* **Problème 1**
D'après le texte sur l'alimentation dans les CHSLD, pourquoi Claudette Péloquin Antoun juge-t-elle que les 3 millions sont du gaspillage ?
* **Problème 2**
Reprenez la suite du texte sur l'alimentation dans les CHSLD à partir de sa dernière phrase.
=== Texte fourni ===
Jour après jour, les centres d'hébergement et de soins de longue durée (CHSLD) du Québec ne reçoivent que 5,23$ par jour en subventions pour nourrir chacun de leurs aînés. Afin d'améliorer l'alimentation des personnes âgées en institution, le gouvernement de Jean Charest a décidé d'injecter 3 millions de plus par année en 2008. Mais aujourd'hui, plusieurs intervenants estiment que cet investissement est de la poudre aux yeux.

«Ces 3 millions, c'est du gaspillage! C'est encore une façon de faire semblant de s'occuper des personnes âgées! Sur le terrain, on ne voit aucune amélioration», dénonce la présidente du Syndicat professionnel des diététistes et nutritionnistes du Québec, Claudette Péloquin Antoun.
=== Contenu des données ===
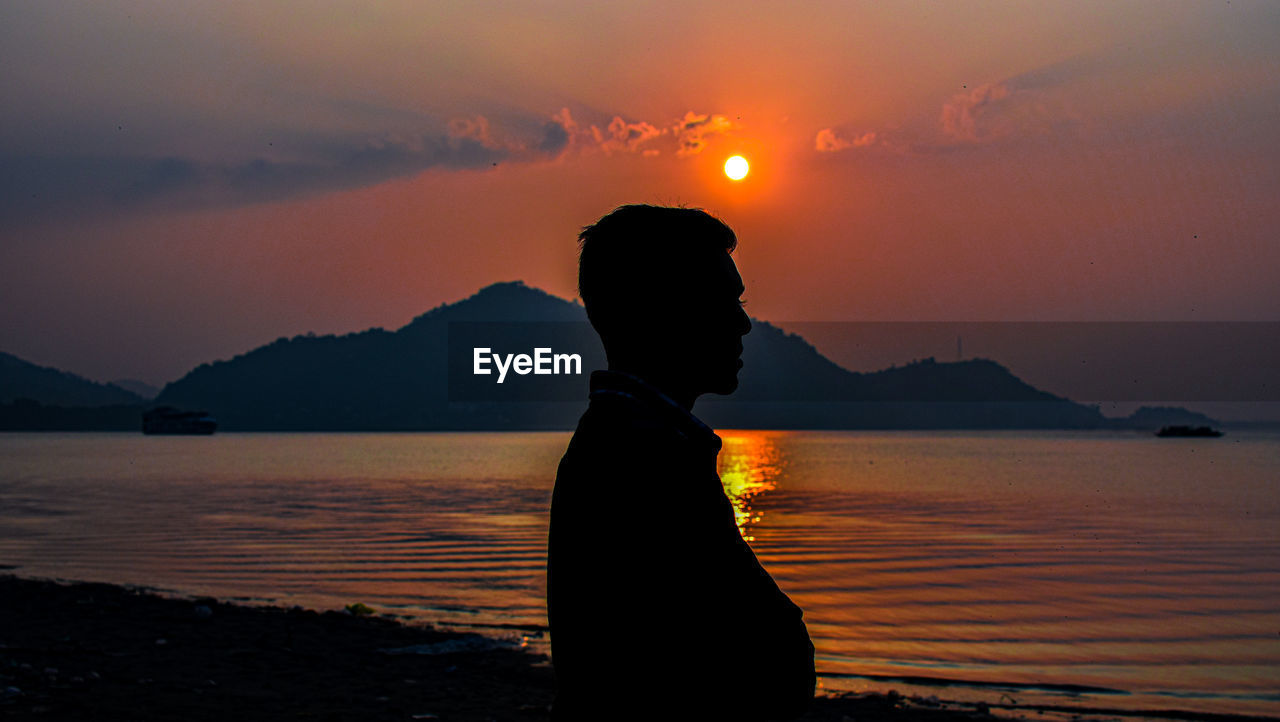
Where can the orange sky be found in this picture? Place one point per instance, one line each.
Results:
(183, 182)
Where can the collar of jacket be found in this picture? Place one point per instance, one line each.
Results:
(606, 383)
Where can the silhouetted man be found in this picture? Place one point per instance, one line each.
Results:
(658, 608)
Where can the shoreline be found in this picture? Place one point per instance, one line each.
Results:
(80, 650)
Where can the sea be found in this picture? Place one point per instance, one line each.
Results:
(1082, 570)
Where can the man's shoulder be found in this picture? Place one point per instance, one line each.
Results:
(611, 421)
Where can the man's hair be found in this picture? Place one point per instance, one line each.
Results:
(641, 257)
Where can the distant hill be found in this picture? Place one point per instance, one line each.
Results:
(24, 380)
(388, 380)
(141, 388)
(420, 378)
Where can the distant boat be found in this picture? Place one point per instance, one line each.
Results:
(169, 420)
(1166, 432)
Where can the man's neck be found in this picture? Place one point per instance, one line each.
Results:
(677, 392)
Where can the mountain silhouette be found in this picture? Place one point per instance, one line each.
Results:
(420, 378)
(400, 380)
(23, 379)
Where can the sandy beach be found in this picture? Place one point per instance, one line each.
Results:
(104, 652)
(78, 650)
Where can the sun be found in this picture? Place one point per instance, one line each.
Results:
(736, 168)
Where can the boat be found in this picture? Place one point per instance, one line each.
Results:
(170, 420)
(1188, 432)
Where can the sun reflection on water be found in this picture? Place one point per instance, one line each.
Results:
(749, 465)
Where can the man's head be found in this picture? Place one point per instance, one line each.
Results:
(663, 293)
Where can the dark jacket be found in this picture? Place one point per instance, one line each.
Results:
(658, 608)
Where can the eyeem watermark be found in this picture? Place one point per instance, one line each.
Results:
(543, 362)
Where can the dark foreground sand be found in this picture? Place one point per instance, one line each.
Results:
(104, 652)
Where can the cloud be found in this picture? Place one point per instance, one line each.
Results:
(831, 140)
(685, 137)
(48, 186)
(624, 136)
(475, 129)
(693, 131)
(963, 113)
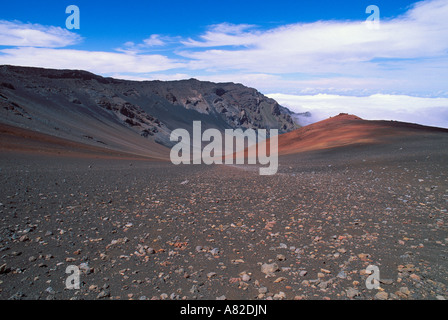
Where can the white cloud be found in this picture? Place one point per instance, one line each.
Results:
(405, 50)
(94, 61)
(19, 34)
(426, 111)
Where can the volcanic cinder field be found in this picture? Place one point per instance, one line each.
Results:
(348, 193)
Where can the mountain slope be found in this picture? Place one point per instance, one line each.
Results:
(128, 116)
(345, 130)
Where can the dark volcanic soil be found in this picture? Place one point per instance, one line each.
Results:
(148, 230)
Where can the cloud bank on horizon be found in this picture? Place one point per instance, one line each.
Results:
(396, 72)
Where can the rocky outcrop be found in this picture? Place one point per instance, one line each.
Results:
(151, 109)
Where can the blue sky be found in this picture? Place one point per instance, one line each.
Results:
(291, 49)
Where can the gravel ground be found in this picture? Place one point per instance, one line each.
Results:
(147, 230)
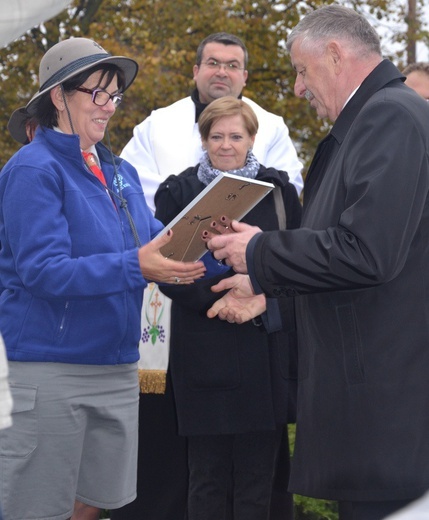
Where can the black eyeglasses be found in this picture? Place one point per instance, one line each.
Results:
(100, 97)
(231, 66)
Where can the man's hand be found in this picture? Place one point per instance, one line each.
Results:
(240, 303)
(231, 246)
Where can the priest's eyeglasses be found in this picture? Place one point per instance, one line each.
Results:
(231, 66)
(100, 97)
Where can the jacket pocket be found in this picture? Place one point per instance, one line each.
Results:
(351, 343)
(20, 439)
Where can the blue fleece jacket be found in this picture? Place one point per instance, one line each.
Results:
(68, 259)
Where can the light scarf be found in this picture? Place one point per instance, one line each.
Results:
(206, 173)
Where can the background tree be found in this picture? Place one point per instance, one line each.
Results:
(163, 35)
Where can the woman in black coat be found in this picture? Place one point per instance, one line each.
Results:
(233, 384)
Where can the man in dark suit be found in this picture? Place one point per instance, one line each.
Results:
(358, 268)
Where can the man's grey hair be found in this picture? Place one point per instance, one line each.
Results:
(335, 22)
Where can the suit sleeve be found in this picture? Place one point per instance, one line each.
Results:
(385, 176)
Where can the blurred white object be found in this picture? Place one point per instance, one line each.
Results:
(418, 510)
(18, 16)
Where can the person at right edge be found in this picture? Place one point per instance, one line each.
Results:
(231, 383)
(358, 269)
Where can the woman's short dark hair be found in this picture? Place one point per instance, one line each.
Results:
(46, 113)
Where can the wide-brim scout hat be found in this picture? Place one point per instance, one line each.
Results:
(16, 125)
(71, 57)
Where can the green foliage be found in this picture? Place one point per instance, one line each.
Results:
(163, 36)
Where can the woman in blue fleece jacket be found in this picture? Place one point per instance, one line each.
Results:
(75, 255)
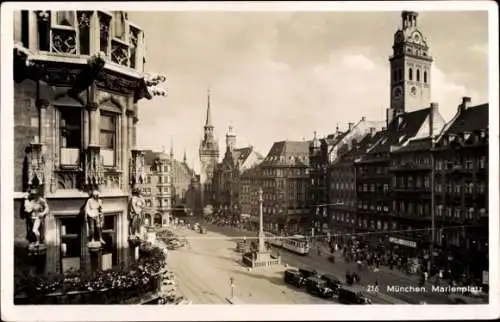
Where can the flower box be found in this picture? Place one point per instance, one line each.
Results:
(101, 287)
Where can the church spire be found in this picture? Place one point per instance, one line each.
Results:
(208, 122)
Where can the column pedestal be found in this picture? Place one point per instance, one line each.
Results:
(95, 249)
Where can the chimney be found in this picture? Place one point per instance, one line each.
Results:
(433, 110)
(465, 103)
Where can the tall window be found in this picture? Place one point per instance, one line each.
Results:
(70, 229)
(25, 31)
(108, 138)
(119, 25)
(63, 32)
(70, 135)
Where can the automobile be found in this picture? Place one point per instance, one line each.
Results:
(306, 273)
(174, 244)
(332, 282)
(468, 299)
(349, 295)
(294, 277)
(318, 286)
(243, 247)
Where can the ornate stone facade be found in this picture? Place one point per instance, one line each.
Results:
(75, 120)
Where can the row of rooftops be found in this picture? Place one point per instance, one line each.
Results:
(401, 135)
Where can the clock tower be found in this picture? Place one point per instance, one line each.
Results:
(410, 68)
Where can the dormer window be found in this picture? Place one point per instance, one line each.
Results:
(466, 135)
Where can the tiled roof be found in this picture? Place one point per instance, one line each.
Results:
(361, 147)
(251, 172)
(288, 153)
(471, 119)
(416, 145)
(400, 129)
(333, 139)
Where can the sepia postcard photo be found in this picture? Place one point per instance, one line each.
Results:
(249, 160)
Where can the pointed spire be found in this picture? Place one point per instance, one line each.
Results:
(208, 122)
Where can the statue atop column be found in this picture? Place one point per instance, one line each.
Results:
(94, 218)
(135, 213)
(36, 208)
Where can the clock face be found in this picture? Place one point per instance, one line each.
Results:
(416, 37)
(397, 92)
(399, 37)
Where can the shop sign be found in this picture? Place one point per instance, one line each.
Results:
(403, 242)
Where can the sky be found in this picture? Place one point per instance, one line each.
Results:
(283, 75)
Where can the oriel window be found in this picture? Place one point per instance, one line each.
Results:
(70, 137)
(108, 138)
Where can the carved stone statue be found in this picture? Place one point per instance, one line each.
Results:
(94, 217)
(36, 208)
(135, 213)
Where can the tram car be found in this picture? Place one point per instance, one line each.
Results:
(273, 240)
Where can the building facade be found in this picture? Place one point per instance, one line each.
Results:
(250, 182)
(78, 77)
(284, 177)
(182, 175)
(393, 174)
(461, 192)
(326, 185)
(157, 188)
(228, 174)
(342, 190)
(209, 158)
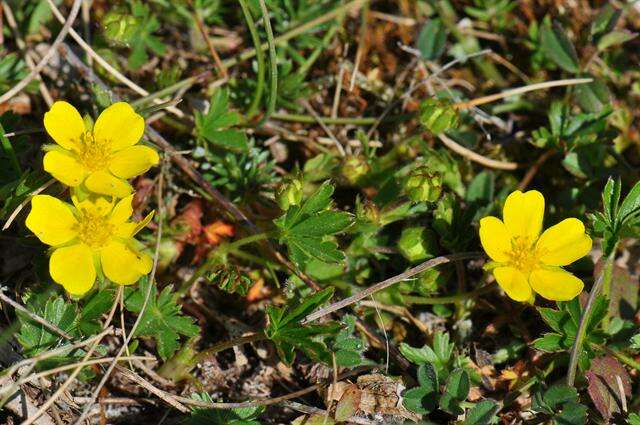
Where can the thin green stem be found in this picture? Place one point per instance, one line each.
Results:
(308, 119)
(409, 299)
(225, 345)
(10, 152)
(273, 64)
(603, 280)
(259, 56)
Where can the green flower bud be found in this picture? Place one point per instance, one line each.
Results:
(421, 185)
(354, 168)
(438, 116)
(417, 244)
(289, 193)
(119, 27)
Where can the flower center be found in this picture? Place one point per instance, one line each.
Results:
(94, 229)
(94, 155)
(523, 255)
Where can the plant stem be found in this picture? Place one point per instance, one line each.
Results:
(308, 119)
(273, 64)
(448, 299)
(224, 345)
(603, 280)
(259, 56)
(249, 239)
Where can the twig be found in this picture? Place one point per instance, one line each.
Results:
(32, 315)
(519, 90)
(47, 57)
(388, 282)
(273, 64)
(531, 172)
(212, 50)
(315, 411)
(163, 395)
(103, 63)
(24, 203)
(326, 129)
(73, 375)
(475, 157)
(127, 340)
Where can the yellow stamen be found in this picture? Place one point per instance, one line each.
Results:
(94, 155)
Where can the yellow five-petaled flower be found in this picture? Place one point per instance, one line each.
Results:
(101, 158)
(92, 238)
(527, 261)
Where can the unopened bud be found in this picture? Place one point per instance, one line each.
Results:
(438, 116)
(422, 185)
(289, 193)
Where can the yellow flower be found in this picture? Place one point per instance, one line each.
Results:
(102, 158)
(525, 260)
(92, 238)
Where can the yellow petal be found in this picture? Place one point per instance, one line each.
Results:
(523, 214)
(495, 238)
(51, 220)
(73, 268)
(105, 183)
(122, 211)
(555, 284)
(564, 243)
(64, 124)
(64, 167)
(513, 282)
(123, 265)
(133, 161)
(118, 126)
(129, 229)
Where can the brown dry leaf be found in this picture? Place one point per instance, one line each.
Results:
(373, 394)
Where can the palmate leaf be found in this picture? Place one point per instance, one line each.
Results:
(215, 125)
(34, 337)
(286, 332)
(307, 229)
(162, 319)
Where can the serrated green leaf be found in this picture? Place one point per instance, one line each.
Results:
(162, 319)
(558, 47)
(483, 413)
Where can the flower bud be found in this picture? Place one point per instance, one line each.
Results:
(354, 168)
(421, 185)
(438, 115)
(289, 193)
(119, 27)
(417, 244)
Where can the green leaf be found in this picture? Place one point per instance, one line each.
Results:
(630, 205)
(558, 47)
(456, 390)
(162, 319)
(214, 126)
(593, 96)
(97, 305)
(36, 338)
(614, 38)
(432, 39)
(482, 413)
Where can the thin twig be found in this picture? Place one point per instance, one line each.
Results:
(475, 157)
(47, 57)
(388, 282)
(73, 375)
(519, 90)
(103, 63)
(212, 50)
(47, 324)
(127, 340)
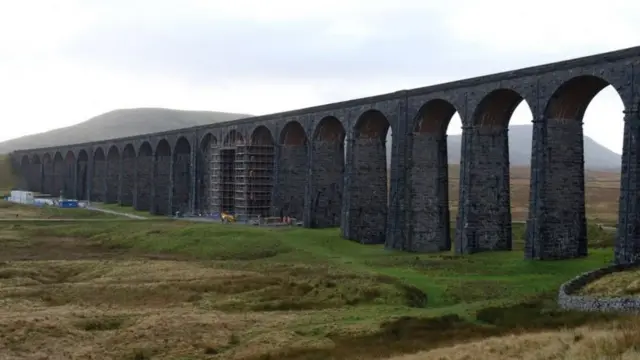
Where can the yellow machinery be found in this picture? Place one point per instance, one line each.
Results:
(227, 217)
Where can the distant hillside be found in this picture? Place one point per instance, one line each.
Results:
(119, 123)
(596, 156)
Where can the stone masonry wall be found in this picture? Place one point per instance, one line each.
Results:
(58, 177)
(563, 234)
(215, 180)
(127, 181)
(69, 177)
(162, 183)
(35, 176)
(429, 228)
(488, 222)
(327, 183)
(627, 247)
(98, 181)
(81, 185)
(113, 179)
(181, 182)
(568, 300)
(202, 185)
(368, 192)
(144, 184)
(292, 180)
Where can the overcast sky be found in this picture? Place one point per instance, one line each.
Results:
(64, 61)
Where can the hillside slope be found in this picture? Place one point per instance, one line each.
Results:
(596, 156)
(119, 123)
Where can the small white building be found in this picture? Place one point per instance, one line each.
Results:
(21, 197)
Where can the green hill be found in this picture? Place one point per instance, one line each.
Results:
(119, 123)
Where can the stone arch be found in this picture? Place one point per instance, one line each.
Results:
(58, 174)
(261, 135)
(113, 174)
(327, 169)
(496, 108)
(372, 124)
(203, 178)
(47, 174)
(487, 163)
(233, 138)
(37, 173)
(99, 176)
(429, 179)
(259, 161)
(563, 186)
(181, 176)
(434, 117)
(162, 179)
(128, 174)
(368, 180)
(25, 172)
(570, 100)
(69, 175)
(226, 161)
(82, 175)
(292, 174)
(144, 177)
(293, 134)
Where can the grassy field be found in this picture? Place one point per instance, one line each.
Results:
(165, 289)
(626, 283)
(602, 192)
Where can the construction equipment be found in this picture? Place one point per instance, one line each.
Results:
(227, 217)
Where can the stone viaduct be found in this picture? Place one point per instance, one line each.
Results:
(294, 163)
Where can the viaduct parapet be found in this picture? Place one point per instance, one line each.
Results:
(295, 163)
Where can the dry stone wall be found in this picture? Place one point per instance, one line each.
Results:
(568, 298)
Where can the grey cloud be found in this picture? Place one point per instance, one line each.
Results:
(199, 50)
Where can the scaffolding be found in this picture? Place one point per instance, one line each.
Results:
(242, 177)
(253, 180)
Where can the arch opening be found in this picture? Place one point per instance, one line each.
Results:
(162, 179)
(99, 176)
(327, 169)
(181, 176)
(370, 179)
(113, 175)
(431, 187)
(203, 177)
(144, 177)
(225, 161)
(37, 174)
(47, 174)
(128, 175)
(69, 175)
(292, 172)
(582, 175)
(26, 173)
(82, 175)
(495, 180)
(58, 175)
(255, 182)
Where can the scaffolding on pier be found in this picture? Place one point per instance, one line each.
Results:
(254, 180)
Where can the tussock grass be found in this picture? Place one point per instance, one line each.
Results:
(179, 290)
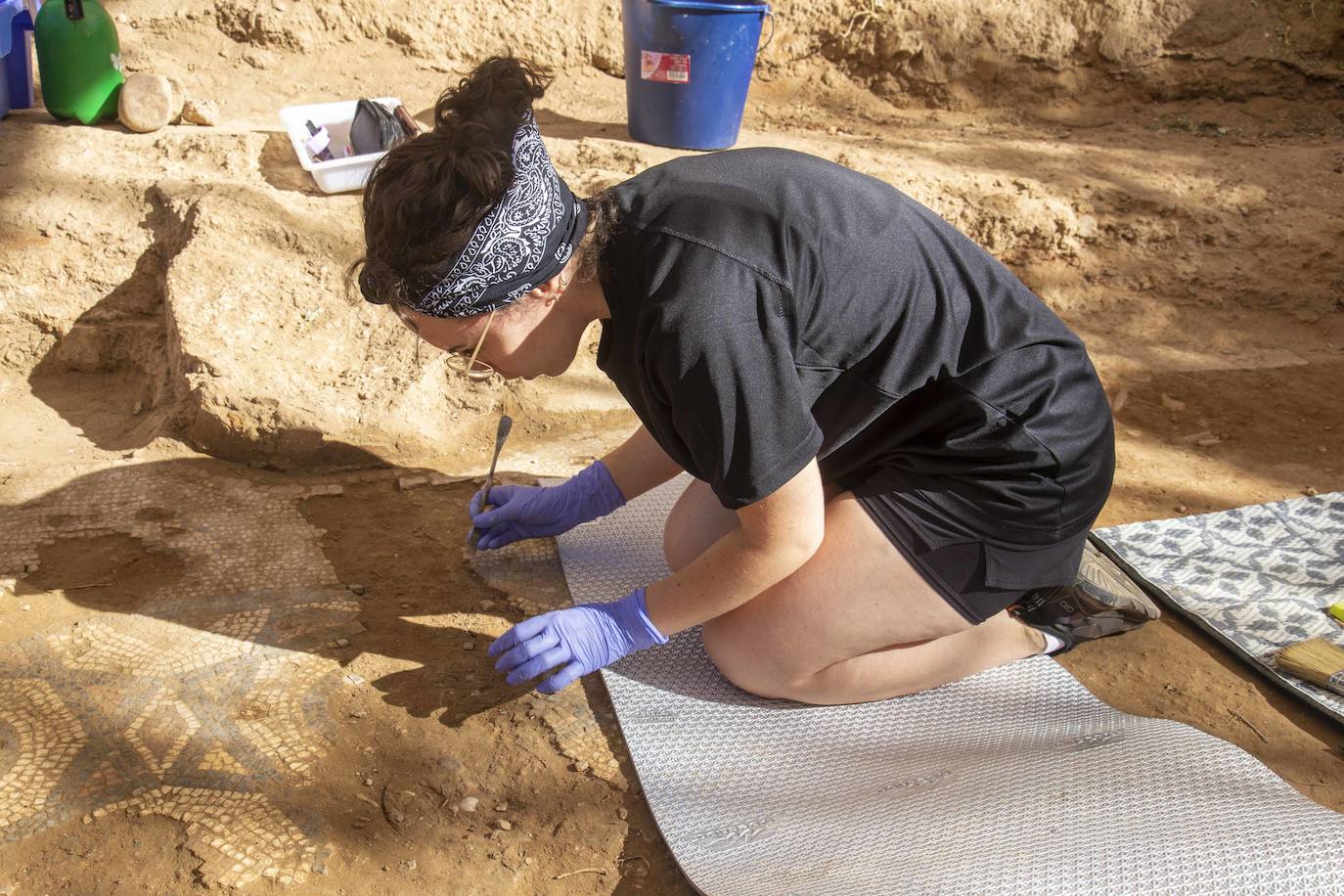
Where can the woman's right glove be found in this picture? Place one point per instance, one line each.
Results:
(532, 512)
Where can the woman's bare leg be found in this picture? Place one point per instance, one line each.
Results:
(855, 623)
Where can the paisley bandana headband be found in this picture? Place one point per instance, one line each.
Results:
(519, 245)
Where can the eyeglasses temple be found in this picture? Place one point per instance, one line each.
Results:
(489, 320)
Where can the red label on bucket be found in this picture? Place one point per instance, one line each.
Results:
(668, 67)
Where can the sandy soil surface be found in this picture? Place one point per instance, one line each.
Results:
(171, 313)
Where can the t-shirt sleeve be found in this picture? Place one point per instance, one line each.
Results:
(719, 357)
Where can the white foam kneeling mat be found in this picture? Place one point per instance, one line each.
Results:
(1015, 781)
(1257, 578)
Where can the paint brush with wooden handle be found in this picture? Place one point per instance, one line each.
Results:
(1318, 661)
(500, 434)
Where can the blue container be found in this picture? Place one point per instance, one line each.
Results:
(687, 68)
(15, 57)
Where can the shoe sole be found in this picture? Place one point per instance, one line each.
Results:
(1102, 601)
(1120, 604)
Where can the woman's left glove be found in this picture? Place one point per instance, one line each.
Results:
(581, 640)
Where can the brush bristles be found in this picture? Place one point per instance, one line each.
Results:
(1315, 659)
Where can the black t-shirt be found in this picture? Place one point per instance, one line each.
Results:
(769, 306)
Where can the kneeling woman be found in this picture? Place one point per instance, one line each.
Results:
(897, 448)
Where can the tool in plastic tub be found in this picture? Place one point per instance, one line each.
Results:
(343, 172)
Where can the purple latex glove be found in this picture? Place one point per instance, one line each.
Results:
(534, 512)
(579, 640)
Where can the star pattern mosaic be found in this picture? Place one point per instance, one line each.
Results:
(208, 704)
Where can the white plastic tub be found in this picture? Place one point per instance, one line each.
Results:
(340, 173)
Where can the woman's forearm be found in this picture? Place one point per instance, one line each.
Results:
(640, 465)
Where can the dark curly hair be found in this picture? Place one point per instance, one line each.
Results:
(426, 195)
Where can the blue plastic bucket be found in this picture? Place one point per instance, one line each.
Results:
(687, 68)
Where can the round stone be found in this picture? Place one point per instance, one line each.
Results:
(146, 104)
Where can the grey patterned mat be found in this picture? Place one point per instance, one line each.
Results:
(1016, 781)
(1257, 578)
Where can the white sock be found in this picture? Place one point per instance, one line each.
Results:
(1053, 643)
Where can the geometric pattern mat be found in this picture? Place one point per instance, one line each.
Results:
(1013, 781)
(1257, 578)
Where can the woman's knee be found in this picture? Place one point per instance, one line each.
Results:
(695, 522)
(744, 666)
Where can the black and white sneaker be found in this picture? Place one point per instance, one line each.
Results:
(1103, 601)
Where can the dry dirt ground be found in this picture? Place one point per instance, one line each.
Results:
(222, 576)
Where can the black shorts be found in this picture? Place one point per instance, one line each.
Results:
(978, 576)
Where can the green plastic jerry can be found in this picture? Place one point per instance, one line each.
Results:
(78, 60)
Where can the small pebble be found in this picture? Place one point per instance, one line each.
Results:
(201, 112)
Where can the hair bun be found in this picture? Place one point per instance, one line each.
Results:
(489, 103)
(378, 283)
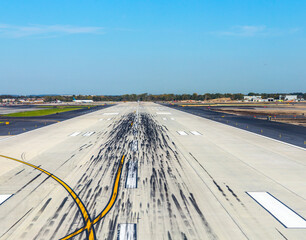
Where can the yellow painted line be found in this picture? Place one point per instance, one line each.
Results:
(105, 210)
(76, 199)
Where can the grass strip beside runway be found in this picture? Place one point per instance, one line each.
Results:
(43, 112)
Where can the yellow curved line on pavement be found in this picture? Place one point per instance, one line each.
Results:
(108, 206)
(71, 192)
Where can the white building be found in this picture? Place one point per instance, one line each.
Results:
(252, 98)
(291, 98)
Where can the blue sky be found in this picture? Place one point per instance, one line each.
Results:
(118, 47)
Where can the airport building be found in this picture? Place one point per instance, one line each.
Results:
(252, 98)
(291, 98)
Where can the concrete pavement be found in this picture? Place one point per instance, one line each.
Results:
(189, 186)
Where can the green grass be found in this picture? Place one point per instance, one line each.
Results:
(43, 112)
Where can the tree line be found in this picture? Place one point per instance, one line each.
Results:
(155, 97)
===
* **Réponse rédigée 1**
Elle affirme que, sur le terrain, on ne voit aucune amélioration. Pour elle, cet argent n'est qu'une façon de faire semblant de s'occuper des personnes âgées.

* **Réponse rédigée 2**
«Les personnes âgées ne voient aucune différence dans leur plateau. Car les 3 millions ne peuvent pas servir à faire des améliorations récurrentes. On ne peut donc pas hausser le budget des aliments dans l'assiette. On doit se contenter de faire des projets spéciaux ponctuels», renchérit le président de l'Ordre professionnel des diététistes du Québec (OPDQ), Michel Sanscartier.

La ministre déléguée aux Services sociaux, Lise Thériault, explique que les améliorations dans l'alimentation en CHSLD ne sont pas encore visibles, car le gouvernement devait d'abord publier son cadre de référence, publié en juin 2009, avant de lancer des projets. «Dans quelques semaines, on pourra lancer des appels d'offres pour des projets», dit l'attaché de presse de la ministre Thériault, Harold Fortin.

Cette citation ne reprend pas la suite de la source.